--- start ENTRIES PROVIDED ---

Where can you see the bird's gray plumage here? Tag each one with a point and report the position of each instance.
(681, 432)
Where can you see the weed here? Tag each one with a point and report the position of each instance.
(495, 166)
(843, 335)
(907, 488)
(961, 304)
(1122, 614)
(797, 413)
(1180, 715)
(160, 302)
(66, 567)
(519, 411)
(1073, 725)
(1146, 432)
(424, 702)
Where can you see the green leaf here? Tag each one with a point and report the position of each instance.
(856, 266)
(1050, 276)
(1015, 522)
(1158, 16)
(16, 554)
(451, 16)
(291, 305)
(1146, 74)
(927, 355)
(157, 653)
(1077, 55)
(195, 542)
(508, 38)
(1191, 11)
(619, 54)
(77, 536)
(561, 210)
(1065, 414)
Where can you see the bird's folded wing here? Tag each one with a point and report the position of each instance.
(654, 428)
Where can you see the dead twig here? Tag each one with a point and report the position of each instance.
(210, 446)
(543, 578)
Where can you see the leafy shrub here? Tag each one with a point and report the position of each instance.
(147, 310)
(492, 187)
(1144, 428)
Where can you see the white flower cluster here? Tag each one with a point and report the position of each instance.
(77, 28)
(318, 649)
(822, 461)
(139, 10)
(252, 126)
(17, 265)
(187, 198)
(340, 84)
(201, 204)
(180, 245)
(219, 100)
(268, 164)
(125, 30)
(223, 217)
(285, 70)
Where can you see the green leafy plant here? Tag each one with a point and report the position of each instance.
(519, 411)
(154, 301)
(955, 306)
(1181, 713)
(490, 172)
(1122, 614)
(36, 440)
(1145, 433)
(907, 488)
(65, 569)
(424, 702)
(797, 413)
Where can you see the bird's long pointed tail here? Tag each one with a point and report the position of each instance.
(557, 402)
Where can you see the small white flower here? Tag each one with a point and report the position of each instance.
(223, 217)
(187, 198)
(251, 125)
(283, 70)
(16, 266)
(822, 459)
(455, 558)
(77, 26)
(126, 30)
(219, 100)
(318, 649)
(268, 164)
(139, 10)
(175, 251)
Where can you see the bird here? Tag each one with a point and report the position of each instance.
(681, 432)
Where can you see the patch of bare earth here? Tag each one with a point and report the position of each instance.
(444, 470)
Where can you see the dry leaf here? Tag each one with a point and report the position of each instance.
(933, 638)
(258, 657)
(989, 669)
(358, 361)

--- end ENTRIES PROVIDED ---

#### [TASK INSTRUCTIONS]
Output only the lines running from the line with "Where can you see the weed" through the final line of the data, inclusive.

#### [THE SOLUTION]
Where can you see the weed here? Tag each one with a point and report the position of each instance.
(495, 166)
(843, 335)
(907, 488)
(961, 304)
(1122, 614)
(797, 413)
(1180, 715)
(160, 302)
(66, 567)
(519, 411)
(1073, 725)
(1146, 432)
(424, 702)
Where can you see the green leaf here? Tag each one with a point and report the position of each instance.
(856, 266)
(1050, 276)
(1015, 522)
(1158, 16)
(16, 554)
(451, 16)
(291, 305)
(1146, 74)
(927, 355)
(157, 653)
(1077, 55)
(195, 542)
(508, 38)
(1191, 11)
(619, 54)
(77, 536)
(561, 210)
(1065, 414)
Where can you see the bird's folded wing here? Tag each one with a point and report the position of each instance.
(654, 428)
Where can you see the dead twig here? Tag each one with a point and report the position of each instance.
(210, 446)
(543, 578)
Where can you see the leafy shrub here? Tag each one with a point and report the position of each instance.
(147, 310)
(492, 187)
(1144, 428)
Where can you see the white flower cluster here? Tag each one with a point and report the position of each instance.
(77, 28)
(318, 649)
(822, 461)
(139, 10)
(252, 126)
(17, 265)
(187, 198)
(340, 84)
(201, 204)
(180, 245)
(219, 100)
(268, 164)
(125, 30)
(223, 217)
(285, 70)
Where can you see the green leafy plant here? Tag each one with a point and report the position of each instance.
(519, 411)
(154, 301)
(955, 306)
(1181, 713)
(490, 172)
(1122, 614)
(36, 440)
(1145, 433)
(907, 488)
(65, 569)
(424, 702)
(797, 413)
Where can you see the bird's long pointed tail here? Tag each one with a point and report the position of each instance.
(557, 402)
Where can you see the small white flower here? Tag each one with a point and report the position of each instance.
(223, 217)
(187, 198)
(251, 125)
(283, 70)
(16, 266)
(822, 459)
(455, 558)
(77, 26)
(126, 30)
(219, 100)
(318, 649)
(268, 164)
(139, 10)
(175, 251)
Where can you see the bird here? Tag each one with a point and report the position of each instance.
(681, 432)
Where can you see the patch of bare earth here? Tag each one with a point and report the position of each instance.
(444, 470)
Where can you see the dry leaf here? Tag each one with a point and report the position of each instance.
(933, 638)
(258, 657)
(989, 669)
(358, 361)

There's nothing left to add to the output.